◆ Exercise goal
Copy each of the following records word for word.

**** Record set ****

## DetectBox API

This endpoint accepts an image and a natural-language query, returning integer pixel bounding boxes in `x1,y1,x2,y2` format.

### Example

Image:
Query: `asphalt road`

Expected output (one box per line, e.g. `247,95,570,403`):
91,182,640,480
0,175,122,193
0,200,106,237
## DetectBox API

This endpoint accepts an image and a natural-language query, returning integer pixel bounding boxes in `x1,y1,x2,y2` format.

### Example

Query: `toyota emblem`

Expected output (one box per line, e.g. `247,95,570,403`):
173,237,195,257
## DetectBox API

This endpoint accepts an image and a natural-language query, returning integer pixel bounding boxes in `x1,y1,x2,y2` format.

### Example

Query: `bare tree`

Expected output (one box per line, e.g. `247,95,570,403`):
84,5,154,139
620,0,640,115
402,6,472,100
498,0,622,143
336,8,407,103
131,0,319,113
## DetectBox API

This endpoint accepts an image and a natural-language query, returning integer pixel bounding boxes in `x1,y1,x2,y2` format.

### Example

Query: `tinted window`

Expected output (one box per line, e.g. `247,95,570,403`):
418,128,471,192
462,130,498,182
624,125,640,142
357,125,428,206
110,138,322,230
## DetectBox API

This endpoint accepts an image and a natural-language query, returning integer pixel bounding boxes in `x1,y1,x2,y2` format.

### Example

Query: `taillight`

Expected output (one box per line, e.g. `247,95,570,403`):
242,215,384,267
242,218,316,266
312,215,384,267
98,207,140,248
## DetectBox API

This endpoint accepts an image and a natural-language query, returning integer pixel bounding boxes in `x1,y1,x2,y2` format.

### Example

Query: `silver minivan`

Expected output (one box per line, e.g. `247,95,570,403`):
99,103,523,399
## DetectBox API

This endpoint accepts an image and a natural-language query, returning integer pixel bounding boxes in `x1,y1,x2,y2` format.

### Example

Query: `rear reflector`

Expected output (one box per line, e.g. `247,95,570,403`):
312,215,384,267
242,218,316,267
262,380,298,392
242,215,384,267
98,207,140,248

****

◆ Answer in full
## DetectBox API

This endpoint accepts an image and a natural-language query, returning integer pixel bounding boxes in `x1,y1,x2,y2` format.

### Example

Image:
Query: `asphalt road`

Expected output (one box per line, e.g. `247,95,570,403`):
91,182,640,480
0,175,122,193
0,200,106,237
## DetectBox API

This endpoint accepts an image and a natural-language query, returning integer pixel bounding boxes in `x1,y1,x2,y2` format.

### Example

Query: `toyota emblem`

Expected output (one box per line, e.g. `247,95,570,403`):
173,237,195,257
## DetectBox API

This endpoint accepts an image and a natural-language query, returning integer pixel bounding boxes in `x1,y1,x2,y2` format.

### Example

Query: `bare tree`

Expected output (one box per line, e.g. `247,95,570,403`):
84,5,154,139
620,0,640,115
402,6,472,100
498,0,622,143
336,8,407,103
131,0,319,113
## DetectBox API

This endpoint accepts an image and a natural-language query, returning integer pixel bounding boxes in `x1,y1,x2,y2` format.

### Example

Query: `tinted window`

Expected output (one box per line, e.g. `247,95,570,403`):
418,128,471,192
462,130,498,182
624,125,640,142
357,125,428,206
110,138,322,230
## DetectBox API

This endpoint accepts an image and a natural-language query, returning integer pixel bounding boxes in `x1,y1,x2,y2` format.

### Example

Query: `taillight`

Expected output (one box per line, e.g. `247,95,570,403`):
242,215,384,267
242,218,316,266
312,215,384,267
98,207,140,248
## DetectBox API

This endpoint accepts an image and a natural-language query, returning integer pixel bounding boxes in `x1,y1,x2,y2` format.

### Example

Query: `silver minivan`

Expected output (one box per line, e.g. `247,95,570,403`):
99,103,523,399
## DetectBox API

This endpoint accepts an image and a natural-language query, returning integer pixel bounding boxes in `x1,y1,x2,y2` format.

### Example

Query: `rear reflector`

Expected output (one box per line, e.g. `247,95,570,403`):
312,215,384,267
242,218,316,267
262,380,298,392
242,215,384,267
98,207,140,248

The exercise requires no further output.